> _Material for this exercise_:
——————
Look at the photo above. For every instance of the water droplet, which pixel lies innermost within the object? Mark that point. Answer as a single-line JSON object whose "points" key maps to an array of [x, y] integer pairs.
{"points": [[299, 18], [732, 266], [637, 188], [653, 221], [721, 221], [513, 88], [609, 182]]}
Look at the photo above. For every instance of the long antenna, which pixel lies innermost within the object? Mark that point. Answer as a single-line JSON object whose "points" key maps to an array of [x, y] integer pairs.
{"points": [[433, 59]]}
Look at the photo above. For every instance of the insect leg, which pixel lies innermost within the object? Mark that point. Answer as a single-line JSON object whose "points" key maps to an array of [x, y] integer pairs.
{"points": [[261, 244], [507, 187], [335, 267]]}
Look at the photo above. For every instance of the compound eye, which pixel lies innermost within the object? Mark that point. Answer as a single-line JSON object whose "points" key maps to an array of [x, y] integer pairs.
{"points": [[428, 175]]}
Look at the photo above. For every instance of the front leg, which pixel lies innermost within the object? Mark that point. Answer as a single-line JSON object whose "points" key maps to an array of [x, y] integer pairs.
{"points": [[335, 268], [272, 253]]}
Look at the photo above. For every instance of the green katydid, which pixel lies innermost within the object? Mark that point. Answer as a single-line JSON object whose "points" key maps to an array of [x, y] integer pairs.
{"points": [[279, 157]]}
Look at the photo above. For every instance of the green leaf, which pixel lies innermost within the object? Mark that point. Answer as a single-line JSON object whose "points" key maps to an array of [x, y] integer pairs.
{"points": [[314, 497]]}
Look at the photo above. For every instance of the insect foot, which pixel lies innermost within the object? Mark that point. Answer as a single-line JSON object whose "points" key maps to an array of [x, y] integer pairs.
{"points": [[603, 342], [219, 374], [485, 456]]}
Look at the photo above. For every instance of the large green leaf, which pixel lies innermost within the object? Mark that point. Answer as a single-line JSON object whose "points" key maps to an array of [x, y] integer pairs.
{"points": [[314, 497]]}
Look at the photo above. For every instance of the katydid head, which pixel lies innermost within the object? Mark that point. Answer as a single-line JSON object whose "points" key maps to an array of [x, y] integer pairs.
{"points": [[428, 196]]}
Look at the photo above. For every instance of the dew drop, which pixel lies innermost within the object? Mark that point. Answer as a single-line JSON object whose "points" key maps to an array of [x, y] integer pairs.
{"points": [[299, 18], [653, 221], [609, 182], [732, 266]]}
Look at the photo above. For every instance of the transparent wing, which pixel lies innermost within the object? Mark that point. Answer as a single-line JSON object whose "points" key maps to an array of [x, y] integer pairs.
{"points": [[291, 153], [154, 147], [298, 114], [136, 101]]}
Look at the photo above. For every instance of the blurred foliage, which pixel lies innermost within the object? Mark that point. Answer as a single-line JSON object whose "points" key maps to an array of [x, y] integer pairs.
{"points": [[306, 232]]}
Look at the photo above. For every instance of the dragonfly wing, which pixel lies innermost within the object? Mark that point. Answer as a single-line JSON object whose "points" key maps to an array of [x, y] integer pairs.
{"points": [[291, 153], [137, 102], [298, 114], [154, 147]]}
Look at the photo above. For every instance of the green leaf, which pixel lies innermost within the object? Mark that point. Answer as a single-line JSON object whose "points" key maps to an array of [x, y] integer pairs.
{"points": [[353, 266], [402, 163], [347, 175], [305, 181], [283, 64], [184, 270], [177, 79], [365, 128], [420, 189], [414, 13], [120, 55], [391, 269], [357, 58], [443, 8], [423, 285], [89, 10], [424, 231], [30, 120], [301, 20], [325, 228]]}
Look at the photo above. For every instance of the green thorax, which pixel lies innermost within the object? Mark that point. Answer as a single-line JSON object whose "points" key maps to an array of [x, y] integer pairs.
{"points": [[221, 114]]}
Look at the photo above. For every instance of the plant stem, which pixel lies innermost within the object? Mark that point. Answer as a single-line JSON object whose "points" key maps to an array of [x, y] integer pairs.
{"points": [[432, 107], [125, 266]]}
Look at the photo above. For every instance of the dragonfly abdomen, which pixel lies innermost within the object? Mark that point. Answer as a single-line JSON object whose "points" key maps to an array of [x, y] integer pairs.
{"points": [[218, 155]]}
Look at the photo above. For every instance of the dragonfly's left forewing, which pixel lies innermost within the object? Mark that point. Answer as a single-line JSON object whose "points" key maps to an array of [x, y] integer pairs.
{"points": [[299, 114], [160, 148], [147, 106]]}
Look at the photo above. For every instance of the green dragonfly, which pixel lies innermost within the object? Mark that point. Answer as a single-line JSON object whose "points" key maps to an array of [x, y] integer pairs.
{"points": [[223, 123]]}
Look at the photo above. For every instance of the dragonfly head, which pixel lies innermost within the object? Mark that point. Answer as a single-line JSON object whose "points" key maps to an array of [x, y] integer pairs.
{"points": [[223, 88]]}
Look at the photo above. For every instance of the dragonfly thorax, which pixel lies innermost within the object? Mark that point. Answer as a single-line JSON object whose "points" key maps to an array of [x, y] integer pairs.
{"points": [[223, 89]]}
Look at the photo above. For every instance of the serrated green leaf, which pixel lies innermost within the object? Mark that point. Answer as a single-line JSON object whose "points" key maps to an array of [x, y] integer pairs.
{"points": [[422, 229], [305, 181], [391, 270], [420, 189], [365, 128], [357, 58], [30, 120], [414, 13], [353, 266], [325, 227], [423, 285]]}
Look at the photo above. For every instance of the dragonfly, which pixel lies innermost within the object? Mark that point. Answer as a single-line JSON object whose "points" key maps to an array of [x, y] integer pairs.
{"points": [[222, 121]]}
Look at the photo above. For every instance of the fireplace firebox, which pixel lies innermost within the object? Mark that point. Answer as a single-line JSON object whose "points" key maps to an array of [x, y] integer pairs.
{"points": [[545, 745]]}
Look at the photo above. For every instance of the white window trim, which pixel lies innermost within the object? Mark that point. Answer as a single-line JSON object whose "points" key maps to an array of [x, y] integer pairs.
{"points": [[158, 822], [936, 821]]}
——————
> _What the task asks_: Begin with the line that contains "green dragonfly, which" and quote each line after it exactly, stopping after the last line of the data.

> _Result of this exercise_:
Look at the photo above. For every instance of the green dragonfly, which pixel lies innermost within the object? Mark that point. Answer as a single-line JSON object whose "points" key maps to an array of [x, y] integer pairs.
{"points": [[223, 123]]}
Look at the photo above. For every instance of the dragonfly head, which pixel lies innermost within the object? Mark that point. Answer as a single-line JSON object whose "points" key maps to an array of [x, y] integer pairs.
{"points": [[223, 88]]}
Look at the photo above. For every instance of the dragonfly thorax, which pixel lies innermost within the object? Mark that point. Answer as a single-line JSON object whose "points" key maps to an array of [x, y] integer pairs.
{"points": [[223, 89]]}
Look at the photo above. For every instance of the serrated green leaf, which pixel lies innermost within the object? Mark that point. Answer as a single-line JSON object whose "points" key maps to an array of [x, y] integer pairs.
{"points": [[422, 229], [305, 181], [391, 270], [420, 189], [365, 128], [357, 58], [30, 120], [414, 13], [353, 266], [325, 227], [423, 285]]}
Look at the photo above. For every instance of the dragonfly, which pixel lies innermost within the object? Mark that point. Answer as a single-line JSON object whose "points" key maps to an array of [x, y] integer pairs.
{"points": [[222, 121]]}
Look at the photo above. For every instance of the fireplace firebox, which pixel lies innermost within the object? Mark that point. Answer as a single-line JSON object whose "points" key maps to an array of [x, y] integer pairs.
{"points": [[545, 745]]}
Look at the photo above. For every instance of the white window trim, which pixel lies innermost within the object? Mark that point. Answer as a single-line JSON object whose "points" key maps to an array of [x, y] integer pairs.
{"points": [[158, 822], [936, 821]]}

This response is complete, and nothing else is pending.